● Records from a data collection
-.-.-
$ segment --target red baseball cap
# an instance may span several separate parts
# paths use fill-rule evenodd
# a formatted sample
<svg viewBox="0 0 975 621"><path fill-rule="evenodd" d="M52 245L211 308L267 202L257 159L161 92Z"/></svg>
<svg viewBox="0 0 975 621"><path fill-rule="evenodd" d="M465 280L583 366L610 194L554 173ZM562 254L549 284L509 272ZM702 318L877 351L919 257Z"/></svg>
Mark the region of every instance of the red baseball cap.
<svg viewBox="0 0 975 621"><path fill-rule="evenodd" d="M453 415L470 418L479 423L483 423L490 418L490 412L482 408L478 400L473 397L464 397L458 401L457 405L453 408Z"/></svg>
-.-.-
● Aim of the exercise
Can you rewrite the listing above, swapping every "red baseball cap" for "blue knit beanie" and keeping all else the same?

● Result for this exercise
$ segment --target blue knit beanie
# an instance may span several separate parts
# paths use fill-rule evenodd
# a formatted sample
<svg viewBox="0 0 975 621"><path fill-rule="evenodd" d="M52 245L211 308L267 202L257 159L161 92Z"/></svg>
<svg viewBox="0 0 975 621"><path fill-rule="evenodd" d="M465 280L583 366L610 194L554 173ZM562 254L549 284L509 272ZM702 318L877 351L919 257Z"/></svg>
Mark the region of every instance of the blue knit beanie.
<svg viewBox="0 0 975 621"><path fill-rule="evenodd" d="M453 415L470 418L479 423L483 423L490 418L490 412L482 408L478 400L473 397L464 397L458 401L457 405L453 408Z"/></svg>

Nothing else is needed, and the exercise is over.